## Document excerpt

########################################

The pope was speaking after a trip to Armenia.

Image: AP/Press Association Images

POPE FRANCIS SAID yesterday that Christians and the Roman Catholic Church should apologise to gay people and seek their forgiveness for the way they have been treated.

Speaking to reporters after he flew back to Rome from Armenia, the pope was asked if he agreed with comments by German Cardinal Reinhard Marx that the Church needed to say sorry for the way it has treated the gay community.

“We Christians have to apologise for so many things, not just for this (treatment of gay people), but we must ask for forgiveness,” he said.

Not just apologise – forgiveness.

“The questions is: if a person who has that condition, who has good will, and who looks for God, who are we to judge?” the pope added, repeating his famous “Who am I to judge?” remark about homosexuality made early in his papacy.

That comment was one of the first indications that the Vatican under Pope Francis’ leadership would take a more conciliatory approach to the gay community, but also prompted criticism from the Church’s more conservative members.

########################################

## Collected material
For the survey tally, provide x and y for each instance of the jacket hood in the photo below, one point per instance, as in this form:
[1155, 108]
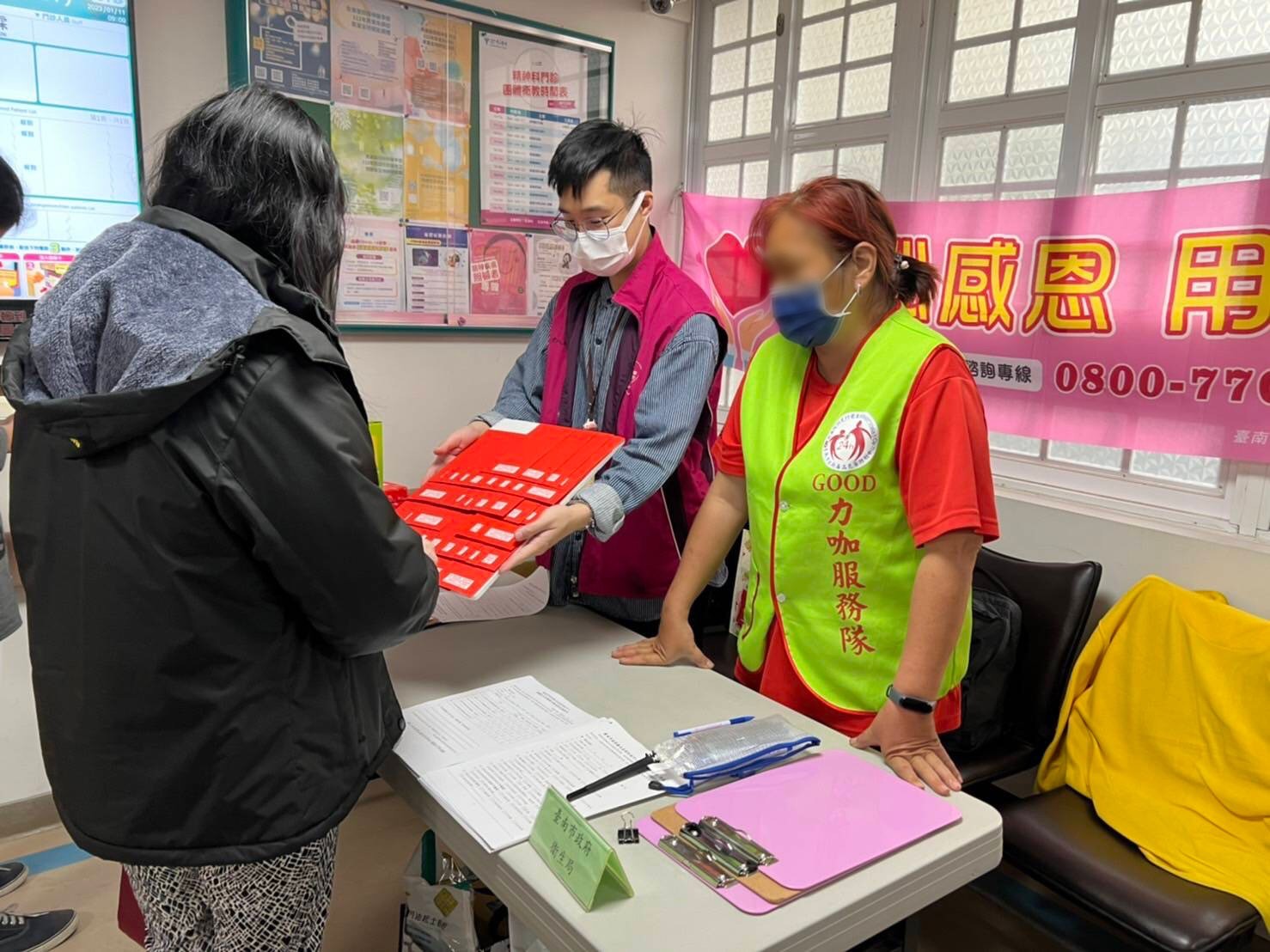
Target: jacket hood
[151, 313]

########################################

## Exercise prompt
Continue the news report on Pope Francis's call for an apology to gay people, beginning right after its last sentence.

## Solved exercise
Francis expanded his apology to also include other people who have faced discrimination.

I think that the Church not only should apologise… to a gay person whom it offended but it must also apologise to the poor as well, to the women who have been exploited, to children who have been forced to work.

The comments come just two weeks after the Orlando massacre at a gay nightclub in which 49 people were killed.

At the time the Holy See condemned the attack as a “homicidal folly and senseless hatred”.

“Mentality of the Crusades”

Pope Francis was speaking on his return from Armenia, where comments he made sparked off a row with the Turkish government.

Francis had referred to the mass killing of Armenians in World War I by the forces of the Ottoman Empire as “genocide”, a term strongly rejected by Turkey.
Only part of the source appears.